■ Your instructions
List each line of the items below that contains the word "flagpole", matching case exactly.

# # #

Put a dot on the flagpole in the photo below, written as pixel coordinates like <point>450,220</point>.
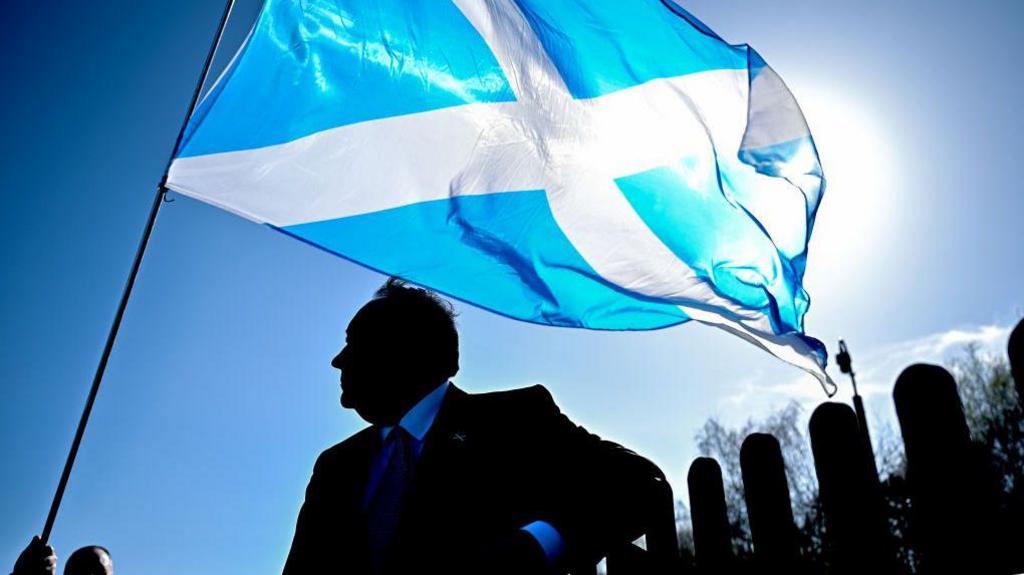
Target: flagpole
<point>139,252</point>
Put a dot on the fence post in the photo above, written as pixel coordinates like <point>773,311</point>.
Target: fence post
<point>952,528</point>
<point>663,541</point>
<point>768,505</point>
<point>850,493</point>
<point>1015,349</point>
<point>712,541</point>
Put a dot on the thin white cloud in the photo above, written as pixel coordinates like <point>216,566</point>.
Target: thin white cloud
<point>877,368</point>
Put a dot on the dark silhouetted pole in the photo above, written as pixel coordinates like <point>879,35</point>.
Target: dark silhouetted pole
<point>136,263</point>
<point>846,365</point>
<point>952,528</point>
<point>850,494</point>
<point>712,541</point>
<point>1015,349</point>
<point>663,541</point>
<point>768,504</point>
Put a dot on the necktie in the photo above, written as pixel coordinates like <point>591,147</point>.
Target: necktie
<point>385,506</point>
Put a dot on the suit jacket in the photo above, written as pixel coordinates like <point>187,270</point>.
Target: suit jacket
<point>491,463</point>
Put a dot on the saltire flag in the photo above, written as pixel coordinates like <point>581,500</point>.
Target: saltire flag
<point>596,164</point>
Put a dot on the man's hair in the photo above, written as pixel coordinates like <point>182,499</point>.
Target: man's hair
<point>432,320</point>
<point>82,559</point>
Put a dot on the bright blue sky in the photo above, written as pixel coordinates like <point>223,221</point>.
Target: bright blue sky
<point>219,394</point>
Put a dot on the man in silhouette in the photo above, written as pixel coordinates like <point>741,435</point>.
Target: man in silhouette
<point>39,559</point>
<point>449,482</point>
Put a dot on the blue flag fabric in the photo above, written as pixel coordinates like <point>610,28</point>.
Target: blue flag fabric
<point>593,164</point>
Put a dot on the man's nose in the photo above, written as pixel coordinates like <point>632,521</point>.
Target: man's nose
<point>338,359</point>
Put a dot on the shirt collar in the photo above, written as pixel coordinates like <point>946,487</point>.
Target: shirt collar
<point>418,419</point>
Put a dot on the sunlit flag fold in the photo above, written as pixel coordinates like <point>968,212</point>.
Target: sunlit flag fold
<point>600,164</point>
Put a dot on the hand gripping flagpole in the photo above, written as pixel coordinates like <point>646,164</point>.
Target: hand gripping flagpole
<point>140,251</point>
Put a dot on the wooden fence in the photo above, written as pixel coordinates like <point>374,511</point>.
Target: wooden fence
<point>955,520</point>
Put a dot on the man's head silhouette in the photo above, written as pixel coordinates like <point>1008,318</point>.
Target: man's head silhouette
<point>92,560</point>
<point>398,347</point>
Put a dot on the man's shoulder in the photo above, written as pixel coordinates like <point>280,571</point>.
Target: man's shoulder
<point>532,399</point>
<point>349,447</point>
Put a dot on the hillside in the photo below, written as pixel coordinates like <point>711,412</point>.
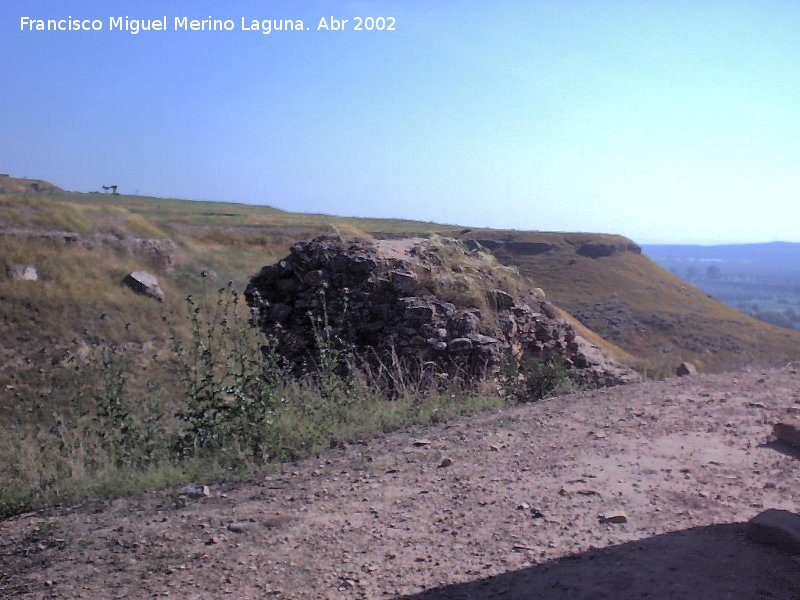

# # #

■ Result of the task
Put a dot on the flagpole in the photo below, written as pixel coordinates like <point>450,220</point>.
Target: flagpole
Put a dot on the hand gripping flagpole in the photo above, written as pixel coordinates like <point>646,164</point>.
Target: hand gripping flagpole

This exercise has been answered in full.